The median order value obtained is $153.

Side Note:

I noticed (while playing around some more because why not!) that the orders made by user_id 607 had the exact same transaction and timestamp. I suspect this was an error but would need to confirm with the originator of the data (le DB folks) before I can take any decisions concerning it. As the sneaker price obtained from these transactions is $352, a little pricey but still reasonable, I left the data in my analysis.

Alrighty then, see you at the Life Story Interview! 😉

Problem Statement 2:

Question 2 : For this question you’ll need to use SQL. Follow this link to access the data set required for the challenge. Please use queries to answer the following questions. Paste your queries along with your final numerical answers below.

  1. How many orders were shipped by Speedy Express in total?
  2. What is the last name of the employee with the most orders?
  3. What product was ordered the most by customers in Germany?

Response

Question 2a: How many orders were shipped by Speedy Express in total?

In total, 54 Orders were shipped by Speedy Express.

/* solution 1*/
SELECT 
COUNT(ShipperID)

* [Record list]
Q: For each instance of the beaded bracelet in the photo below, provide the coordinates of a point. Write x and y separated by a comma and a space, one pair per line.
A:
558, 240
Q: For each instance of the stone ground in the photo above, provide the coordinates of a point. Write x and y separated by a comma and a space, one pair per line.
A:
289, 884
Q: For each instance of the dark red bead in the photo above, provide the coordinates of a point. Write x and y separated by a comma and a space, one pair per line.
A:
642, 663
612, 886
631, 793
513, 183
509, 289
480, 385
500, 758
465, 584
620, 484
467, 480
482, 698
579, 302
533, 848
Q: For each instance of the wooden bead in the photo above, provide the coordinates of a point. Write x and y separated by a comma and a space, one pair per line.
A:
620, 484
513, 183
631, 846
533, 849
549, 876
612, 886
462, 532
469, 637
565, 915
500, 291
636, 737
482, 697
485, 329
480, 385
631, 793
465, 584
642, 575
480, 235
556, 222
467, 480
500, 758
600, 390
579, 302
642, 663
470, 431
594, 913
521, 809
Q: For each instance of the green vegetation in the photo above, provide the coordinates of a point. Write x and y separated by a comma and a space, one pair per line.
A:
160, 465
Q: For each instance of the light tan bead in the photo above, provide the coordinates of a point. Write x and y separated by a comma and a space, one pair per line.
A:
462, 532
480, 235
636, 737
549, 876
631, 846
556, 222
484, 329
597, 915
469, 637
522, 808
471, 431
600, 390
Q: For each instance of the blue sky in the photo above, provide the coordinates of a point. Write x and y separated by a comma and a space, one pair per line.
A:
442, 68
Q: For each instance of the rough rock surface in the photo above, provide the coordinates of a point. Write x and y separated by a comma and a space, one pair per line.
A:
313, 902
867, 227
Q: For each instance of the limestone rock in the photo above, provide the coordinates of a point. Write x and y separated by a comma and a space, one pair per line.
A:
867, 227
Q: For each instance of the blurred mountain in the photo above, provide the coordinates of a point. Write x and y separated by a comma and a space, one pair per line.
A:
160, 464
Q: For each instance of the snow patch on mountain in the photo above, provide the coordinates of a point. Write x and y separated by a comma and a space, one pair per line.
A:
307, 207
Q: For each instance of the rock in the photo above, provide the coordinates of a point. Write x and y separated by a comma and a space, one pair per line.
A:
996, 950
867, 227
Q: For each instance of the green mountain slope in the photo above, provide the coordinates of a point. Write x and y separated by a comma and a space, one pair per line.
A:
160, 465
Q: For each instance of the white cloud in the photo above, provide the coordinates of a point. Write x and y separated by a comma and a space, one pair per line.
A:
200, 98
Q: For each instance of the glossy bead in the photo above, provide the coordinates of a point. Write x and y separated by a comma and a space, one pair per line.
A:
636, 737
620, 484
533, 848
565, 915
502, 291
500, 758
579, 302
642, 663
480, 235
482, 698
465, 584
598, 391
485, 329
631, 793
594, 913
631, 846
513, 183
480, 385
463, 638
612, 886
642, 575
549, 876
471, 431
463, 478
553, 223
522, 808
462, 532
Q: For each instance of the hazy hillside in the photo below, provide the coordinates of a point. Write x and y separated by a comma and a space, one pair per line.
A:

* [To do]
1/ List the numbered items that appear under Problem Statement 2 in the order-data write-up.
2/ Reproduce the order-data write-up starting at "3. What product" and ending at "COUNT(ShipperID)", changing "Speedy Express" to "Federal Shipping".
The listing is separate material from the order-data write-up.

* [Solved tasks]
1/
1. How many orders were shipped by Speedy Express in total?
2. What is the last name of the employee with the most orders?
3. What product was ordered the most by customers in Germany?

2/
3. What product was ordered the most by customers in Germany?

Response

Question 2a: How many orders were shipped by Federal Shipping in total?

In total, 54 Orders were shipped by Federal Shipping.

/* solution 1*/
SELECT 
COUNT(ShipperID)